**GIVEN EXERCISE**
Locate every line in the records below that contains the word "window", and copy each of those lines in full.

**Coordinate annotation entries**
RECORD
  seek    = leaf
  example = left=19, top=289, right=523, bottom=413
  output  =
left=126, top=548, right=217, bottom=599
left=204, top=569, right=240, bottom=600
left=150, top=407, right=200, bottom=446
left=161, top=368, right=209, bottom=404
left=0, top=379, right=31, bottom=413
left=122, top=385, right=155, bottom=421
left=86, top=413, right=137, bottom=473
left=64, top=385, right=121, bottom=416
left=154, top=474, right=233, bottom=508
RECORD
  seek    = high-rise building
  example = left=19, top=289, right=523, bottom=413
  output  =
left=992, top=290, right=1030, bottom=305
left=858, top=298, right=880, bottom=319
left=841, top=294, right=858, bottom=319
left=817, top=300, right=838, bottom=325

--

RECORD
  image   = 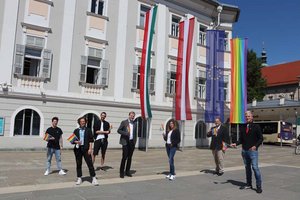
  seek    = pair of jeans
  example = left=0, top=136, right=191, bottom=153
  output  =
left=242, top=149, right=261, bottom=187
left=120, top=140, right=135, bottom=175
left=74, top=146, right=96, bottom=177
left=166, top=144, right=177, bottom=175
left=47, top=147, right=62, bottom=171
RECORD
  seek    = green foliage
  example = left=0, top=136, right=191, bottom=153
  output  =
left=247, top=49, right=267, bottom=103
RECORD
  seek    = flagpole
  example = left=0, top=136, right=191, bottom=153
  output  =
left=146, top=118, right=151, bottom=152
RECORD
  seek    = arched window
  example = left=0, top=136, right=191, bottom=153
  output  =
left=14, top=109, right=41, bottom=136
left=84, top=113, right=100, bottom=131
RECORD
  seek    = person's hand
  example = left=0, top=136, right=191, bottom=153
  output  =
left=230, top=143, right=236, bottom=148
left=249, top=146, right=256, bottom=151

* * *

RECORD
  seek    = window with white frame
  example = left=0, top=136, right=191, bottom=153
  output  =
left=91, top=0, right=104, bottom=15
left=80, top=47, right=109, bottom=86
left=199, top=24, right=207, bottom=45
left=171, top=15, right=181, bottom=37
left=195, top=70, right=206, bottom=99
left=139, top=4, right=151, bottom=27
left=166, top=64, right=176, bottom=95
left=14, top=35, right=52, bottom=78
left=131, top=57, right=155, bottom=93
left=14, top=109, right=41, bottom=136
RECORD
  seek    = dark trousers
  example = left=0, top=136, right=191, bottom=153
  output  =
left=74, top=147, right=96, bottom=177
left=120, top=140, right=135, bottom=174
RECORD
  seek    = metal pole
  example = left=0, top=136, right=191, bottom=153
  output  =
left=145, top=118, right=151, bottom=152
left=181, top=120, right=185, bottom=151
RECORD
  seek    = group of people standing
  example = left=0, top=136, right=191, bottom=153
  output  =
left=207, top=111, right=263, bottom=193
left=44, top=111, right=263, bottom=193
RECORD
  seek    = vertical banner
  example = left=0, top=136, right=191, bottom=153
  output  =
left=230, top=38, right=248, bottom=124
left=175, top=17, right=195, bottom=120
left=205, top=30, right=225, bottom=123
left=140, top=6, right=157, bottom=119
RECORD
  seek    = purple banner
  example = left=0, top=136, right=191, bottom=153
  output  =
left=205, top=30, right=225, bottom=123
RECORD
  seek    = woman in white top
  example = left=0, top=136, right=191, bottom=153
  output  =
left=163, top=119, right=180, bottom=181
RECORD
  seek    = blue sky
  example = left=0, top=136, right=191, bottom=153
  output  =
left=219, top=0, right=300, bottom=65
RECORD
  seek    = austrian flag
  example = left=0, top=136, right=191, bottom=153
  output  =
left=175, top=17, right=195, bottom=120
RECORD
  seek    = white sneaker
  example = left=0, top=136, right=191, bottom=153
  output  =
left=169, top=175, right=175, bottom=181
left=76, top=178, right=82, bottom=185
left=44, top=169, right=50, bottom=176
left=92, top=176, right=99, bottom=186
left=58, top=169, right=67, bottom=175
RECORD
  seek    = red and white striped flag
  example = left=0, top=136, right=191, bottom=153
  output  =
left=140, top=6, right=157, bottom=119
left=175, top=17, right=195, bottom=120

**RESPONSE**
  seek    = arched window
  seek    = window with white frame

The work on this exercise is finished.